DATA SUPPLIED:
------------------------------

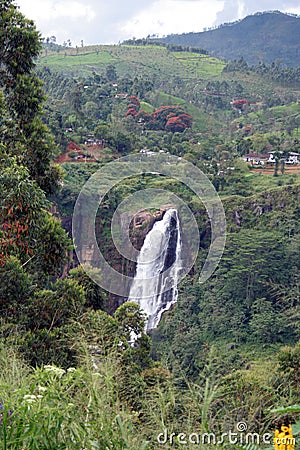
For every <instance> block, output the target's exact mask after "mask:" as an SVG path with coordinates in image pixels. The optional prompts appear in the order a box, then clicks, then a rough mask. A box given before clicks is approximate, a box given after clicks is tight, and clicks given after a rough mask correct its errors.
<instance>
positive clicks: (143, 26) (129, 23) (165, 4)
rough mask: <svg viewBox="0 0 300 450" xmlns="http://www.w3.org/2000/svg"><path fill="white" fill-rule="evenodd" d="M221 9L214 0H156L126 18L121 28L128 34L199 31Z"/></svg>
mask: <svg viewBox="0 0 300 450" xmlns="http://www.w3.org/2000/svg"><path fill="white" fill-rule="evenodd" d="M221 9H222V2H219V1H218V0H200V1H199V0H198V1H195V0H156V1H155V2H154V3H152V5H151V4H150V6H149V7H148V8H146V9H145V10H143V11H141V12H140V13H139V14H136V15H135V16H133V17H131V18H130V19H129V20H127V22H126V23H125V24H124V25H123V27H122V31H123V32H124V33H125V34H127V35H129V36H130V37H132V36H135V37H146V36H147V35H148V34H159V35H164V34H171V33H184V32H189V31H201V30H202V29H203V27H206V26H209V25H211V24H212V23H213V21H214V20H215V18H216V14H217V12H218V11H220V10H221Z"/></svg>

------------------------------

TO DO: Exactly as written, copy out the listing, but without any pictures.

OUTPUT OF THE TASK:
For every <instance> block, output the target's exact mask after "mask:" as an SVG path with coordinates in image pixels. The optional prompts appear in the order a box, then clicks, then a rough mask. A box given before clicks is approximate, a box given after clicks is tight, and clicks given after a rough mask correct its errors.
<instance>
positive clicks: (143, 26) (129, 23) (165, 4)
rough mask: <svg viewBox="0 0 300 450" xmlns="http://www.w3.org/2000/svg"><path fill="white" fill-rule="evenodd" d="M221 9L214 0H156L126 18L121 28L128 34L199 31Z"/></svg>
mask: <svg viewBox="0 0 300 450" xmlns="http://www.w3.org/2000/svg"><path fill="white" fill-rule="evenodd" d="M221 9H222V2H219V1H218V0H200V1H199V0H198V1H195V0H156V1H155V2H154V3H152V5H151V4H150V6H149V7H148V8H146V9H145V10H143V11H141V12H140V13H139V14H136V15H135V16H133V17H131V18H130V19H129V20H127V22H126V23H125V24H124V25H123V27H122V31H123V32H124V33H125V34H127V35H129V36H130V37H132V36H135V37H146V36H147V35H148V34H159V35H164V34H171V33H184V32H189V31H201V30H202V29H203V27H206V26H209V25H211V24H212V23H213V21H214V20H215V18H216V14H217V12H218V11H220V10H221Z"/></svg>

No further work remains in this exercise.